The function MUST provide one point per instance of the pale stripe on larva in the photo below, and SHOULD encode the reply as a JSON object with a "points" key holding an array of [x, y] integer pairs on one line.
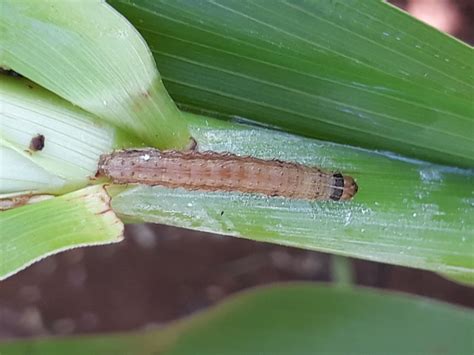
{"points": [[211, 171]]}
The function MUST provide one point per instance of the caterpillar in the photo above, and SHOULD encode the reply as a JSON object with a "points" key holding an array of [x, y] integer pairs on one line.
{"points": [[212, 171]]}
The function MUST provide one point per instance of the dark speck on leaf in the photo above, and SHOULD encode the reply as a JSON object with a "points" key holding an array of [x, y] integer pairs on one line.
{"points": [[37, 143]]}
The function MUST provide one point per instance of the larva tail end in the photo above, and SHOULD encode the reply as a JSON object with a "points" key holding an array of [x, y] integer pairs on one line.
{"points": [[350, 188]]}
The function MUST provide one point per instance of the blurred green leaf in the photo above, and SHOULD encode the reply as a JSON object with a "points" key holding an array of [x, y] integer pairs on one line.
{"points": [[87, 53], [298, 319], [406, 212], [32, 232], [352, 71]]}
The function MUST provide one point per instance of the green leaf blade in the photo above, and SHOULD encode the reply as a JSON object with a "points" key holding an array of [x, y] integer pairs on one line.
{"points": [[346, 71], [91, 56], [307, 319], [406, 212], [32, 232]]}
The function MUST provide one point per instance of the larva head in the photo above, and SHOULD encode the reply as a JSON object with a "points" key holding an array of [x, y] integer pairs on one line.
{"points": [[350, 188], [343, 187]]}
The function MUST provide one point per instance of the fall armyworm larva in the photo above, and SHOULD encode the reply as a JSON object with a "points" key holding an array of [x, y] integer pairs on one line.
{"points": [[211, 171]]}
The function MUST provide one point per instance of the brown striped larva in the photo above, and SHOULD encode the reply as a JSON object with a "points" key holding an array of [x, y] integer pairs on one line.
{"points": [[212, 171]]}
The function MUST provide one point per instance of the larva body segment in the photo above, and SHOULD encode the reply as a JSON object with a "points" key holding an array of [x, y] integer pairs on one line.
{"points": [[213, 171]]}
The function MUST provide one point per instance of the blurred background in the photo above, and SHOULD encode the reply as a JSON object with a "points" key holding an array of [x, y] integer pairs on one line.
{"points": [[161, 273]]}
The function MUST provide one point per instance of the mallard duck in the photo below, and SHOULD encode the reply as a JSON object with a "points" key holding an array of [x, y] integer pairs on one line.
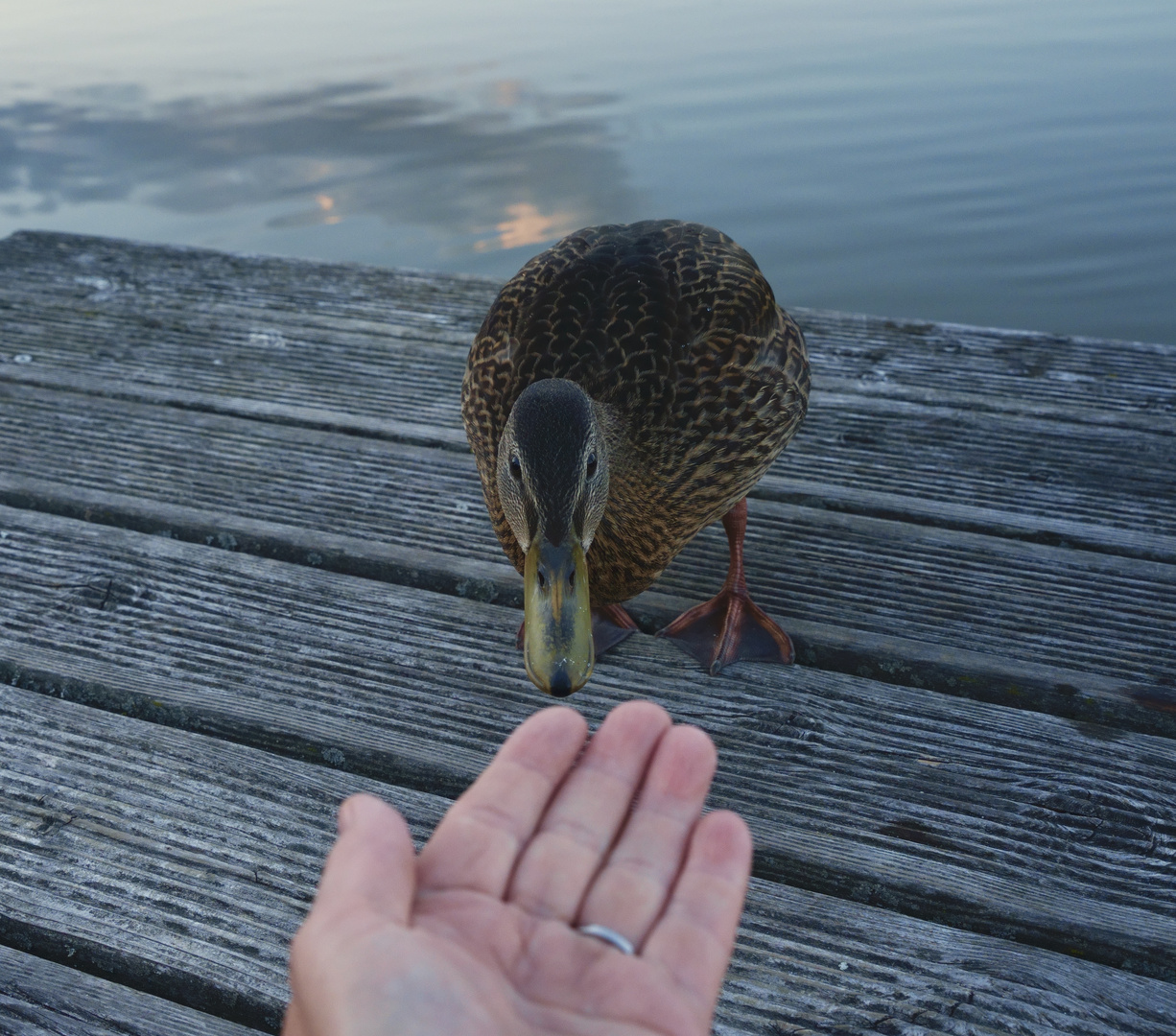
{"points": [[628, 387]]}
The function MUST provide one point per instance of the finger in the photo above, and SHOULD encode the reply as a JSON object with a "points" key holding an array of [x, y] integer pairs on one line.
{"points": [[372, 867], [479, 839], [695, 935], [587, 812], [631, 890], [294, 1024]]}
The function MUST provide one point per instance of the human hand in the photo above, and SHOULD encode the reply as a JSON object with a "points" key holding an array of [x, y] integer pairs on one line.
{"points": [[478, 933]]}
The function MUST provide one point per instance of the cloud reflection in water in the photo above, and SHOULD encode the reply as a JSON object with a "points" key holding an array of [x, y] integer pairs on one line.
{"points": [[511, 170]]}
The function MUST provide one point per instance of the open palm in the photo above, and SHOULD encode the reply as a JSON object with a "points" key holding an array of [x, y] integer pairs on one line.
{"points": [[479, 932]]}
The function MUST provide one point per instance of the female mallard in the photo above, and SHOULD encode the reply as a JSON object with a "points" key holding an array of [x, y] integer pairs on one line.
{"points": [[628, 387]]}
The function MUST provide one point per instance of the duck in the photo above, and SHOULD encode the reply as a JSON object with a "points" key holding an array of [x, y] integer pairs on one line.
{"points": [[625, 389]]}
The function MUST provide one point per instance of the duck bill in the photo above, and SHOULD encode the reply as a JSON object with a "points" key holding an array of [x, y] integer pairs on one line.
{"points": [[557, 646]]}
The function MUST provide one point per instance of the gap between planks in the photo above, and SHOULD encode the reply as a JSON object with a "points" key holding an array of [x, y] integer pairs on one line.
{"points": [[121, 863], [952, 806]]}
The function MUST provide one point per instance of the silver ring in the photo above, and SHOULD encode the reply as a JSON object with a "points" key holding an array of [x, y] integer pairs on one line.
{"points": [[614, 938]]}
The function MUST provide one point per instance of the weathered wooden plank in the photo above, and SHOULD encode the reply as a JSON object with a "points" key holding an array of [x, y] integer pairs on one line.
{"points": [[183, 290], [834, 578], [39, 998], [1009, 681], [199, 857], [1047, 481], [329, 347], [324, 346], [1060, 834]]}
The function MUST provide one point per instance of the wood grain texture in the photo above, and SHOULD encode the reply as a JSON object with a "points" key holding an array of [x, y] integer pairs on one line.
{"points": [[1055, 833], [39, 998], [833, 578], [118, 858], [358, 349]]}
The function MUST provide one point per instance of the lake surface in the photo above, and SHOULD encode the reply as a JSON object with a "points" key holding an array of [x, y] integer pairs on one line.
{"points": [[1002, 164]]}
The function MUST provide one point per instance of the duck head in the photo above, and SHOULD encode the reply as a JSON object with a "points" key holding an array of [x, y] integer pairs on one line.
{"points": [[553, 485]]}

[Exercise] Copy the stretch of the items above, from the line containing "of the weathered" through the end of the items, word for word.

[Solution]
The function MUST provide one point per instance of the weathered wooden plank in the photo above, and SHOULD encode the reply as a JSON object with a "points" key holding an array of [x, y] integer pairs on one line.
{"points": [[183, 290], [834, 578], [39, 998], [1009, 681], [199, 857], [1047, 481], [329, 347], [324, 346], [1060, 834]]}
The function MUST provide one point per instance of the wood grain texture in the photo above, and SHOULD encode the reply as a JSON object with a "points" key holding an array of [x, y] integer pairs on one line.
{"points": [[1055, 833], [39, 998], [833, 578], [118, 858], [358, 349]]}
The function MUST provide one point per instance of the lake surface in the photo above, and SHOULD encode the reply as a JSON object with a "points" key holding an array of [x, y] integer pairs on one line.
{"points": [[1002, 164]]}
The function MUST provide one point per instance of the duck head in the photo above, and SHOULD encode the reply as a JSON object with a "points" key holding an array of [x, y] integer pairs on one line.
{"points": [[553, 485]]}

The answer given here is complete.